- [Your assignment] Tally the lines of the data that include the word "below" and state the total, nothing else.

- [Dataset entries]
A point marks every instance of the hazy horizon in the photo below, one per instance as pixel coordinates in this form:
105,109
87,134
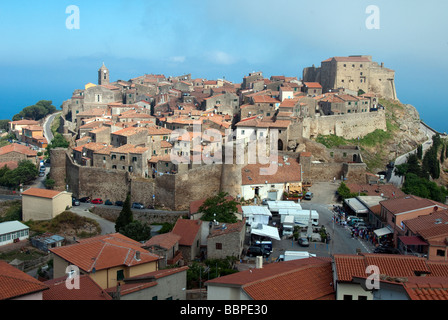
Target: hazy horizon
42,59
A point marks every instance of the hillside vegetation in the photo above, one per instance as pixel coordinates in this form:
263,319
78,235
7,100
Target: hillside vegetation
379,147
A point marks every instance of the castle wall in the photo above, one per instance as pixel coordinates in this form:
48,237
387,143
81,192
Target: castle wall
348,126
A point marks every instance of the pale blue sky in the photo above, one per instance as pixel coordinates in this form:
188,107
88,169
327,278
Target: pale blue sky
41,59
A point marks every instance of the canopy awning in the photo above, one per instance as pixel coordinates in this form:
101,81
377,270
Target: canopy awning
266,231
412,241
383,231
356,205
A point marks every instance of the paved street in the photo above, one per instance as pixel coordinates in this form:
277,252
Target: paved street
341,240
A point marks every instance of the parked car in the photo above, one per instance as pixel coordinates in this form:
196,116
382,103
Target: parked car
265,245
360,224
138,205
386,249
303,242
255,251
97,201
353,221
85,199
308,196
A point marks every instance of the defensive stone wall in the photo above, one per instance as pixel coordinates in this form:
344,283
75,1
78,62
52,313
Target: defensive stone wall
348,126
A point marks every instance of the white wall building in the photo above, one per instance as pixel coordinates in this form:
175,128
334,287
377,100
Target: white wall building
13,231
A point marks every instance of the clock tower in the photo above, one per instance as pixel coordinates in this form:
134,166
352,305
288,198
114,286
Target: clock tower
103,75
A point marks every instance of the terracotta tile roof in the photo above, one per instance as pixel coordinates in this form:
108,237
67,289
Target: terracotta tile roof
19,148
24,122
104,252
388,190
187,229
88,290
15,283
165,240
128,288
287,171
10,164
425,288
41,193
264,99
349,266
303,279
313,85
129,148
129,131
438,268
408,203
428,224
230,228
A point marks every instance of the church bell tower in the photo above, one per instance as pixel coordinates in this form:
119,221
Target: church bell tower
103,75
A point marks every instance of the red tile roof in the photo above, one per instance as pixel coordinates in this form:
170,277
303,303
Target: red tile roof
349,266
427,288
165,240
187,229
313,85
41,193
409,203
15,147
88,290
104,252
303,279
15,283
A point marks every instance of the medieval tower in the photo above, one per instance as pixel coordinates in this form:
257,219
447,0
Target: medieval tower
103,75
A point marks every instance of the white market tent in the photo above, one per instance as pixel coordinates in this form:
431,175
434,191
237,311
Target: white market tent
265,231
256,214
275,206
356,205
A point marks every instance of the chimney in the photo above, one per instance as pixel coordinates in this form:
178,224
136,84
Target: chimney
259,262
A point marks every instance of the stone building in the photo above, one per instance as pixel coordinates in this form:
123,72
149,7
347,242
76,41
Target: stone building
226,240
353,73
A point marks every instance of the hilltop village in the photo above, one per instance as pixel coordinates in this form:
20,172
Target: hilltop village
122,131
175,147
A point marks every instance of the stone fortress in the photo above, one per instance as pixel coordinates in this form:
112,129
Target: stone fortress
121,142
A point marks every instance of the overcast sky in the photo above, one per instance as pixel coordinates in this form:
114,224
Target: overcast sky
40,58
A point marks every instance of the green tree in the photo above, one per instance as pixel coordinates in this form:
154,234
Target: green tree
126,216
344,192
25,172
137,231
220,207
36,112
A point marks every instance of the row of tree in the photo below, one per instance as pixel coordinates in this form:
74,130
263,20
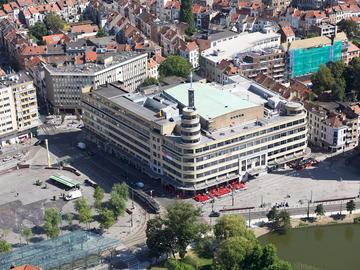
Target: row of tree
338,79
320,210
231,247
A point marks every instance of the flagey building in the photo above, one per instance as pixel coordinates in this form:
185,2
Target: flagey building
65,83
18,108
195,136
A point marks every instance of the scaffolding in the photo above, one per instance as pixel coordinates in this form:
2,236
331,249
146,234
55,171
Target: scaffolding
78,249
308,60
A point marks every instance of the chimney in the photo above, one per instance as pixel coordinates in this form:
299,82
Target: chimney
191,98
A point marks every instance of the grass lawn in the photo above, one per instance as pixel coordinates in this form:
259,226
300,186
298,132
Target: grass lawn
191,256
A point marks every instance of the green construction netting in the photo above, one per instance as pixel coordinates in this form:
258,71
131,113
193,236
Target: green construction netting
305,61
68,251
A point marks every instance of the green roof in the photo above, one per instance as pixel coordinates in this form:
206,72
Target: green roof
65,180
210,102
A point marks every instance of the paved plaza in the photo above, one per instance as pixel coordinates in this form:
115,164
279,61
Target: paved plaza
333,178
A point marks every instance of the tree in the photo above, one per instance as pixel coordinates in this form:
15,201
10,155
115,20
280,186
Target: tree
232,226
99,194
350,28
187,16
106,218
4,246
175,231
84,211
353,75
175,65
117,204
101,32
159,239
54,22
350,206
311,35
181,218
2,2
273,213
282,222
323,80
319,210
204,247
173,264
69,218
26,233
121,189
38,31
52,220
150,81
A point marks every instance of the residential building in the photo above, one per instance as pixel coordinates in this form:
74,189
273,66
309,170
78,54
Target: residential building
18,108
305,56
65,83
332,127
196,136
287,34
352,52
325,29
270,62
231,49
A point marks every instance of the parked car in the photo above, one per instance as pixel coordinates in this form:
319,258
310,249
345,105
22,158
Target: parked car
214,214
90,183
39,142
72,195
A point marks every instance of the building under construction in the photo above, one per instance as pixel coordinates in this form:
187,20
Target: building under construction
305,56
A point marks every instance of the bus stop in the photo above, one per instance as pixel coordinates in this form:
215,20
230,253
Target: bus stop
65,181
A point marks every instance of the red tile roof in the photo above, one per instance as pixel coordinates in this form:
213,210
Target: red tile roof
26,267
7,8
84,28
53,39
90,56
287,30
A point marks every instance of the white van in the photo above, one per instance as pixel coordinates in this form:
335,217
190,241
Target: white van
74,194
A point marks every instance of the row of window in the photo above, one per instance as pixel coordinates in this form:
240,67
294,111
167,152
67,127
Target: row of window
248,136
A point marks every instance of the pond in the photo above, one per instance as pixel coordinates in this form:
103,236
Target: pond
331,247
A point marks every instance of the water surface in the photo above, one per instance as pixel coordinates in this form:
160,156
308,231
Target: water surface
332,247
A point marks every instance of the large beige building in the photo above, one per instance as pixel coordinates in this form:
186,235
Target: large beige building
234,47
66,83
227,132
18,108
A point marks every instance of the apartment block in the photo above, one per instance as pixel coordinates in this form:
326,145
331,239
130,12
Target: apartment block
66,83
18,108
333,126
233,48
195,135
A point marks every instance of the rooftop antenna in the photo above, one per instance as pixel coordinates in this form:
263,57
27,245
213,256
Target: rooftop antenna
191,94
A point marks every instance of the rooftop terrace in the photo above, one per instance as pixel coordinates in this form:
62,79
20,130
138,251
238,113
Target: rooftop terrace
210,102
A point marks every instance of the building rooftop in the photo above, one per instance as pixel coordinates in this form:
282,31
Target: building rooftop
14,78
210,102
90,68
313,42
146,107
240,43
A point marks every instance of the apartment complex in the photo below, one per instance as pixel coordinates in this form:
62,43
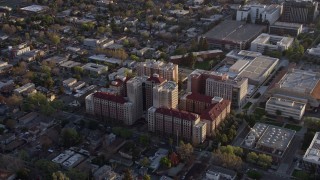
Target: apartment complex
287,108
230,35
135,95
285,29
175,123
153,81
266,42
311,158
299,11
219,85
166,95
259,12
106,106
215,114
168,71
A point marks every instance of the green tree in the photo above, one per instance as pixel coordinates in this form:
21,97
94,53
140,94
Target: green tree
46,167
144,140
146,177
127,175
54,38
264,160
11,124
59,176
165,162
70,137
145,162
252,157
185,150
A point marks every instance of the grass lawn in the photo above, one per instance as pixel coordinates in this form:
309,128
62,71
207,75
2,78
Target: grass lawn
203,65
301,175
293,127
247,105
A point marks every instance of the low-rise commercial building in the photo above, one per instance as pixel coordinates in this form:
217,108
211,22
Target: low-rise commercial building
266,43
24,88
259,12
299,85
286,108
311,158
95,68
230,35
251,65
285,29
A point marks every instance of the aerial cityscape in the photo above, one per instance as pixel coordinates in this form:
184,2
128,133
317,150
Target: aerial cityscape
159,90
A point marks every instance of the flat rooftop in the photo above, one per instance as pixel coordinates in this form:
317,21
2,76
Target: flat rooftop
312,154
286,25
256,69
286,103
300,81
234,31
35,8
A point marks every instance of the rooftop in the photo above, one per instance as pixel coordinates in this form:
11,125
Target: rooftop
35,8
287,103
300,81
234,31
312,154
177,113
110,97
215,110
287,25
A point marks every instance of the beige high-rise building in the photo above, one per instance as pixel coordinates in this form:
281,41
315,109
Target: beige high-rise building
154,80
168,71
178,124
216,84
134,93
166,95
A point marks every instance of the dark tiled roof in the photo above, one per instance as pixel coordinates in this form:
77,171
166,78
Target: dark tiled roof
199,97
109,97
215,110
177,113
157,80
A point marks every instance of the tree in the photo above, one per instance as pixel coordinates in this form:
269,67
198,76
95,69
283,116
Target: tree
252,157
278,112
264,160
14,100
54,38
146,177
185,150
127,175
144,140
23,173
59,176
11,124
46,167
70,137
165,162
145,162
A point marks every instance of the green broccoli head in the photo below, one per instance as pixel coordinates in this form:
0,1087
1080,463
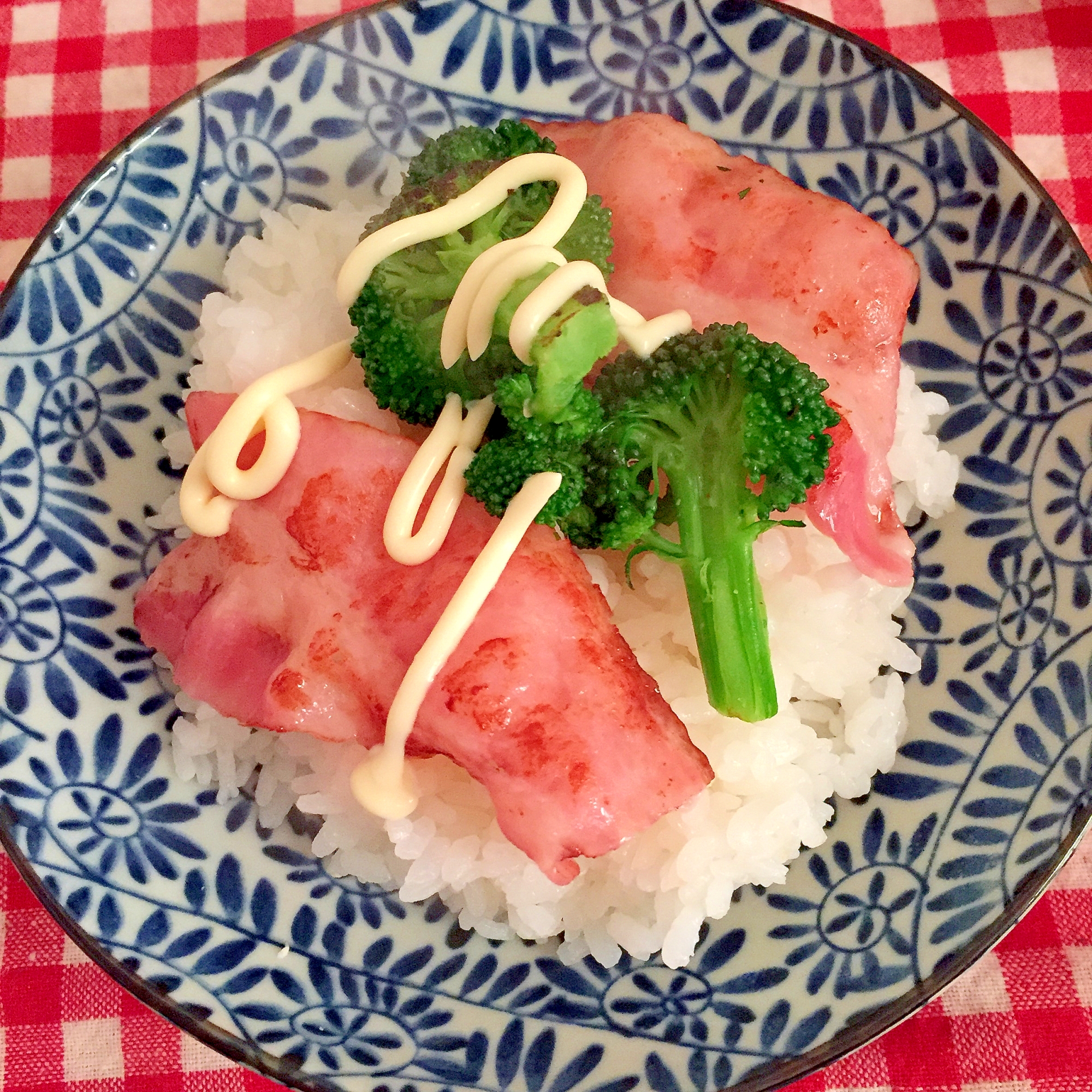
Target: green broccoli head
767,405
530,446
400,312
739,429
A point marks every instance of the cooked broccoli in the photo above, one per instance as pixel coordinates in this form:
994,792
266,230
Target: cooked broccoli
738,428
530,447
400,312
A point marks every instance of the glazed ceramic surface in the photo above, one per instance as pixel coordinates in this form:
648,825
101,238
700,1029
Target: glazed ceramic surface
235,932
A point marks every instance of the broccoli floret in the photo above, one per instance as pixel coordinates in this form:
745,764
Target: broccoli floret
531,446
471,144
738,428
400,312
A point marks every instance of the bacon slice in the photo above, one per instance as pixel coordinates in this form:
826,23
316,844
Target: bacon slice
731,241
298,620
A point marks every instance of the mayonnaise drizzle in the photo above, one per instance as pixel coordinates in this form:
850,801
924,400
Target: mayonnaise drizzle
454,441
215,484
468,326
381,784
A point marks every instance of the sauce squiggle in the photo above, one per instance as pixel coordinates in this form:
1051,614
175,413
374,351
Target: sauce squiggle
468,326
215,485
454,441
381,784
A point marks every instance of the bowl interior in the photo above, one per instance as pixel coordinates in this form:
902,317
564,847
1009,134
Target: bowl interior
236,933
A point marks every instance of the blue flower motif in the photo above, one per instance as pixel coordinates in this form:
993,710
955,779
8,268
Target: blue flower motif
1023,611
861,927
905,207
109,817
646,64
250,164
79,419
41,627
656,996
398,117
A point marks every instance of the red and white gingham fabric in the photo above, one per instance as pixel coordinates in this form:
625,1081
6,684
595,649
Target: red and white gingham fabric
80,75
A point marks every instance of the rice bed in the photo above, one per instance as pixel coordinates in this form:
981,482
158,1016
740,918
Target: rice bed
841,698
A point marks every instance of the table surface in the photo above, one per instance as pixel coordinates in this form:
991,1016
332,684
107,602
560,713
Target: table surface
80,75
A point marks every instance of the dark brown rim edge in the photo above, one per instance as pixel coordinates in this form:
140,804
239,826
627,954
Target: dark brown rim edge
775,1075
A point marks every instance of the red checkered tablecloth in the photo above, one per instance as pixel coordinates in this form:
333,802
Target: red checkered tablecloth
80,75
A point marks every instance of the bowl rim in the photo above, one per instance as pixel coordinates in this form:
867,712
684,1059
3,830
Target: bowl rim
781,1072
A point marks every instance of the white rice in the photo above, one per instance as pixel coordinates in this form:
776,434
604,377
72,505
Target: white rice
832,635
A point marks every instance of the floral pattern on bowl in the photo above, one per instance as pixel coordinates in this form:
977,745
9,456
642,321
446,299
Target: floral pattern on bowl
235,932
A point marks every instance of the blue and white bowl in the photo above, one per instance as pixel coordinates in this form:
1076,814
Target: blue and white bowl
236,933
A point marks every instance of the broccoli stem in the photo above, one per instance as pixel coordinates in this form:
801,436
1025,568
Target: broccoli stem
718,526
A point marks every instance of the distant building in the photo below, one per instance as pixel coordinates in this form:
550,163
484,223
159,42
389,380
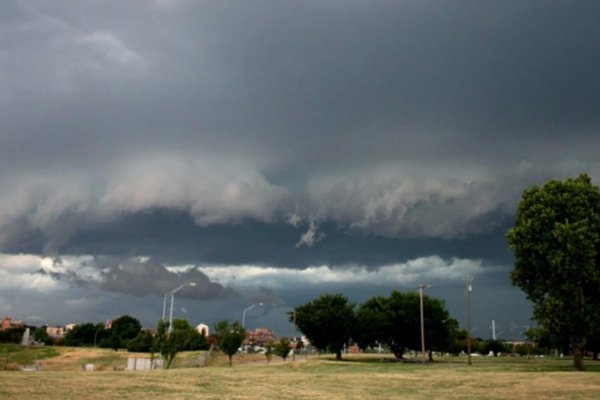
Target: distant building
8,323
202,328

- [Task solution] 5